During the speech, Xi also promised China would further extend the period of debt suspension for African countries and urged Chinese financial institutions to rearrange commercial loans, based on market principles.

In the past decade, China has become one of the largest creditors to African countries, alongside institutions like TWB or the Paris Club. Nevertheless, although African countries find it easier to borrow money from China than, say, TWB, they also face higher interest rates and shorter grace and payment periods.

As a result critics have accused China of using debt traps to help it seize economically crucial infrastructure in developing countries, such as railroads or ports. A notable example is Sri Lanka’s Hambantota port, which offered a 99-year lease to China, after the South Asian country failed to repay it debts.

A report from Deborah Brautigam, Director of the SAIS China Africa Research Initiative at Johns Hopkins University, however, shed light on the truth of Chinese foreign loans: No evidence indicates any intended asset seizures in Africa, debt negotiations with China are not easy, and debt cancelations do not solve the financial crises in destitute countries.

▶ _Goal A_
In the passage on Chinese lending to Africa, which Sri Lankan port is given as a notable example?
▶ _Goal B_
Revise the passage on Chinese lending to Africa, starting with "During the speech, Xi" and going on through "and payment periods.", so that "the World Bank" takes the place of "TWB".

▶ _Data supplied_

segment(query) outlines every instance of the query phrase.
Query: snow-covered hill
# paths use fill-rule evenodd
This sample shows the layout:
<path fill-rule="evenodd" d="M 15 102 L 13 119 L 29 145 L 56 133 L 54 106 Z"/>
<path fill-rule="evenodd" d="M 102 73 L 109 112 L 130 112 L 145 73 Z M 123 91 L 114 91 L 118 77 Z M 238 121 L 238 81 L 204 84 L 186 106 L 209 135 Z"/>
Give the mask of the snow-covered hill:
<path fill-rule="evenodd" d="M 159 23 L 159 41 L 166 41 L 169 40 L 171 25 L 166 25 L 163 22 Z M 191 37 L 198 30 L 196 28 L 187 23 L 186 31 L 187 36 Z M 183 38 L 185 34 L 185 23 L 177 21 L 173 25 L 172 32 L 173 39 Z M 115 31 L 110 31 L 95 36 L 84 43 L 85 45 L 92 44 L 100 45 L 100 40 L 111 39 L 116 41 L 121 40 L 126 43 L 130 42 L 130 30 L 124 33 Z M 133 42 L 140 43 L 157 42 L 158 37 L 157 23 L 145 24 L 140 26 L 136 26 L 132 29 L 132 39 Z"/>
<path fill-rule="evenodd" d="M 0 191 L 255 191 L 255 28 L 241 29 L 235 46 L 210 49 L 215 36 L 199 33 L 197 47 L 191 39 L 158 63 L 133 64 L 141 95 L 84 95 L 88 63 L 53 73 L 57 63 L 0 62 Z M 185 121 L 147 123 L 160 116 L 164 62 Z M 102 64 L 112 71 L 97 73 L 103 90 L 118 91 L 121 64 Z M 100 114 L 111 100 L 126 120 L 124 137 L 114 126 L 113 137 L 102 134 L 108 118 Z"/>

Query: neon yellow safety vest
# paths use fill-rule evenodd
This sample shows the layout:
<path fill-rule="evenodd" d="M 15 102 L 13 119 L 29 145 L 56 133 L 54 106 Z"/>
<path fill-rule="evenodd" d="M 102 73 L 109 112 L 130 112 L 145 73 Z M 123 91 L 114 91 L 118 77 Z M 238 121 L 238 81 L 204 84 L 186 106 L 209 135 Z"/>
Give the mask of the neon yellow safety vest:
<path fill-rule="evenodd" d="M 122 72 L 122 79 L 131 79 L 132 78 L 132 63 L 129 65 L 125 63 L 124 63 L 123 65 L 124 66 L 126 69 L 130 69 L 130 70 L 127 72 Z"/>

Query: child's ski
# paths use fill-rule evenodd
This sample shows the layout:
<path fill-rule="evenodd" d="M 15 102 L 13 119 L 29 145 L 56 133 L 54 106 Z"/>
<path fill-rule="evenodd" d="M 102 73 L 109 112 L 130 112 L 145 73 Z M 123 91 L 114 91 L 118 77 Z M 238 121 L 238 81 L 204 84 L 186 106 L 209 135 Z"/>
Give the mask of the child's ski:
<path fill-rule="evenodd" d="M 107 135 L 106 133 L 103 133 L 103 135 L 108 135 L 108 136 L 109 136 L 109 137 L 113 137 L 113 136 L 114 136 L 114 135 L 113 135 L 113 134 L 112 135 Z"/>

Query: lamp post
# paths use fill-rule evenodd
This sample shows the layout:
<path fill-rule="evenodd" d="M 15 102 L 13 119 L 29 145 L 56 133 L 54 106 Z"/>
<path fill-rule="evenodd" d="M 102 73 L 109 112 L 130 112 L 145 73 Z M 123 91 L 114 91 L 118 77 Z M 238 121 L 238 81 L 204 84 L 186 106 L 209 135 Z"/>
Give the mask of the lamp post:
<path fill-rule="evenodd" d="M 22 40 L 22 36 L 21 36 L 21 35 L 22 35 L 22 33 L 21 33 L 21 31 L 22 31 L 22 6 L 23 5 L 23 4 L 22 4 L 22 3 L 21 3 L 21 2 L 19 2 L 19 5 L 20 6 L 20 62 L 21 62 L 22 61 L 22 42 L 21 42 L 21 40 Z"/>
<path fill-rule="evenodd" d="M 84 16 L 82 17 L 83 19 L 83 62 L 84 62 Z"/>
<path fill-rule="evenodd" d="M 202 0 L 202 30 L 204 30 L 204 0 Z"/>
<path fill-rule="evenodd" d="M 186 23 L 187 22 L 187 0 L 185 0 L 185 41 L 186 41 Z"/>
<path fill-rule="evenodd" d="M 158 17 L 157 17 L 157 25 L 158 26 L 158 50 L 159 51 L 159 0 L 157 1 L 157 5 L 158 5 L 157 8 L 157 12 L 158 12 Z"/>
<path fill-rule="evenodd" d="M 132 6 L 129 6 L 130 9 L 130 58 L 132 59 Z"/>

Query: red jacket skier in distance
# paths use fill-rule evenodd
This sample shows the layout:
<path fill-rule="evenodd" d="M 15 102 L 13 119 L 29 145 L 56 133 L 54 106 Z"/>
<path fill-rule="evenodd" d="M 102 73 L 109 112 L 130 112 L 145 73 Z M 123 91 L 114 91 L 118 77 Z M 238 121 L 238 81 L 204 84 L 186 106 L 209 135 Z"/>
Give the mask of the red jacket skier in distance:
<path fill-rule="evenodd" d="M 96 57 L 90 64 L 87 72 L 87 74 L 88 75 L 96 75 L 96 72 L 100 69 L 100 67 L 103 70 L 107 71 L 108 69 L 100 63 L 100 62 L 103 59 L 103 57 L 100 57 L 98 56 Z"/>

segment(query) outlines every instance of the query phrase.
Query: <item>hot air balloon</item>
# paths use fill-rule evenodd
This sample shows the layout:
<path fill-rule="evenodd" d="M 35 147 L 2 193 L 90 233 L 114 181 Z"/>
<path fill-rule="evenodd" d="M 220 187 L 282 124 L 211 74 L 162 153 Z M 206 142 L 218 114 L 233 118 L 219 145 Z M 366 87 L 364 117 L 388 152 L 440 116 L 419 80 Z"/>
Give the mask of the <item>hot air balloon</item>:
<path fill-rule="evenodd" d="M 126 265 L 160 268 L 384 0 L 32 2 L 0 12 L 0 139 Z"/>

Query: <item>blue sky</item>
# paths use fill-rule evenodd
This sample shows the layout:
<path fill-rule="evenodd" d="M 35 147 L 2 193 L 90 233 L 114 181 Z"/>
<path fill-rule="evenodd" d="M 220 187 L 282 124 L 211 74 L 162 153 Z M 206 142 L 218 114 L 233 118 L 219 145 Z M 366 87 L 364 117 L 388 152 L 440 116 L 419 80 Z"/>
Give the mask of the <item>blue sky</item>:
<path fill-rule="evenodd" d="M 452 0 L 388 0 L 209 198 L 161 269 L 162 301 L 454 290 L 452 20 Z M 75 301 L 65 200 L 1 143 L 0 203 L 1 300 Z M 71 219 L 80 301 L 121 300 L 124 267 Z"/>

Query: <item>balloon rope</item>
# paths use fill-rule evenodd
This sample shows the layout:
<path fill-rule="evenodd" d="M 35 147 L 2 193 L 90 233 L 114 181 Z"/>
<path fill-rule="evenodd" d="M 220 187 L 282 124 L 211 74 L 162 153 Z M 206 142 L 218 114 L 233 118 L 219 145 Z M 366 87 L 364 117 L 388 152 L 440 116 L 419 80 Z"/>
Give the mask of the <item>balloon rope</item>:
---
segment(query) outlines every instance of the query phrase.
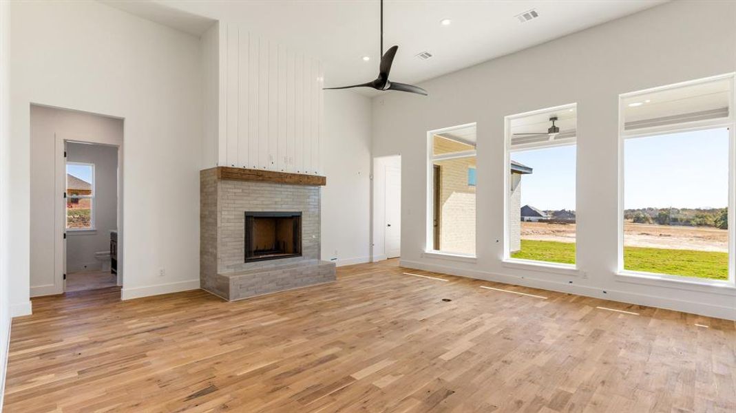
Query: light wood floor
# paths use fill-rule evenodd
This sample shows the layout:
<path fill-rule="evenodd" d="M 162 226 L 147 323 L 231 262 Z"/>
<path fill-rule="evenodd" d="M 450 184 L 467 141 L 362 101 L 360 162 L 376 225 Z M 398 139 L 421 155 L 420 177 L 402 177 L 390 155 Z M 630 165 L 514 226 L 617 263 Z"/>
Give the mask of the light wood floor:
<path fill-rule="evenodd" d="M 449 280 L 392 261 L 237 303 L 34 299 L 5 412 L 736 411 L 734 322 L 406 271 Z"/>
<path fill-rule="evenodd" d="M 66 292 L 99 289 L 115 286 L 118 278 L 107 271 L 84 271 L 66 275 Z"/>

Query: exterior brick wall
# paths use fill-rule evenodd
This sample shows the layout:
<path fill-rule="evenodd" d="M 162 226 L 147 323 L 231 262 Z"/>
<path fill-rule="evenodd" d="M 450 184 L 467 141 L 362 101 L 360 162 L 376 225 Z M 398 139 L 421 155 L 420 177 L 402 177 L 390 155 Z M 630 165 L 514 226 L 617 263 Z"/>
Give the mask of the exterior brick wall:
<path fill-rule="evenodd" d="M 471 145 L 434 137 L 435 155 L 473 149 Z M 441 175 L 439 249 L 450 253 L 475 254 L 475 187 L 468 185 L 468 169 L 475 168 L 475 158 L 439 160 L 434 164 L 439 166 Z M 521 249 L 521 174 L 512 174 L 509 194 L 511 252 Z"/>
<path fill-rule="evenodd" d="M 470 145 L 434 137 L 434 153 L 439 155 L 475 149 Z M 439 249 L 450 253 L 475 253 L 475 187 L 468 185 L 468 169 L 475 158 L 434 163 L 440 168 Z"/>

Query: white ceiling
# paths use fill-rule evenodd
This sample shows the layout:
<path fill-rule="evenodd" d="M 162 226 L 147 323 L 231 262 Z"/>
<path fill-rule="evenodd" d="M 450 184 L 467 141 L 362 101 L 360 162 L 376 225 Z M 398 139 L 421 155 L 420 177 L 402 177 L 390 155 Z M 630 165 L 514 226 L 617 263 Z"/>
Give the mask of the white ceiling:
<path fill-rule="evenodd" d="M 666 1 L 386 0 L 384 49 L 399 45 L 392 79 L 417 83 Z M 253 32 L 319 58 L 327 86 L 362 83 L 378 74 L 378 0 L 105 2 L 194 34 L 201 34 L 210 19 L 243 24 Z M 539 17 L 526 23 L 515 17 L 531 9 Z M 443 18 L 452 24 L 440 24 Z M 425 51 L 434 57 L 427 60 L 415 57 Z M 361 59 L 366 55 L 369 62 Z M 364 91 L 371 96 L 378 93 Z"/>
==
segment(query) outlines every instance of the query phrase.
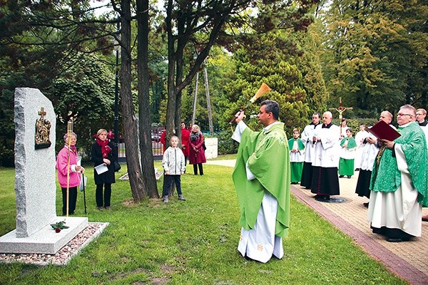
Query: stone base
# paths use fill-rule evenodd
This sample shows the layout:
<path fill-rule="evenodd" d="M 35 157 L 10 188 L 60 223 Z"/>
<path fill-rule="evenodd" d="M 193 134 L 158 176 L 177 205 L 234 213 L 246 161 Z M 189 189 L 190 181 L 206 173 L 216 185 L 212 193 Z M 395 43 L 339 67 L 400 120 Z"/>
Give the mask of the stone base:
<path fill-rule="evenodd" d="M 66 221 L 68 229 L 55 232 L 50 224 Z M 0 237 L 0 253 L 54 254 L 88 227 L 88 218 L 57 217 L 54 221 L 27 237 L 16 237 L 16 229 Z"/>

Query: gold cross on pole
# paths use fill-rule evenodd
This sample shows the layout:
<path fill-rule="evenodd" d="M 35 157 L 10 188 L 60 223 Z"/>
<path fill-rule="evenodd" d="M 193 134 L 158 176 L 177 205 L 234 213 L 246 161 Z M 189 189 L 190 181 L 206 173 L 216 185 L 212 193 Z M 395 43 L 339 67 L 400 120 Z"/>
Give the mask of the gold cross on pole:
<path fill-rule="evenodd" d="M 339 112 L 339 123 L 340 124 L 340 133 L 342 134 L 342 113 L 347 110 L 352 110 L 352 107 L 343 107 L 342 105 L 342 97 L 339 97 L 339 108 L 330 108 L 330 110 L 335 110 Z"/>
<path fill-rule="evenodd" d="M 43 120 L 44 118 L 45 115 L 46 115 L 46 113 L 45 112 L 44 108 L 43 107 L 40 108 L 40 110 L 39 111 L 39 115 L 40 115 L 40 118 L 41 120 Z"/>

▶ _Response A_
Hambantota port

▶ _Response B_
During the speech, Xi also promised China would further extend the period of debt suspension for African countries and urged Chinese financial institutions to rearrange commercial loans, based on market principles.

In the past decade, China has become one of the largest creditors to African countries, alongside institutions like the World Bank or the Paris Club. Nevertheless, although African countries find it easier to borrow money from China than, say, the World Bank, they also face higher interest rates and shorter grace and payment periods.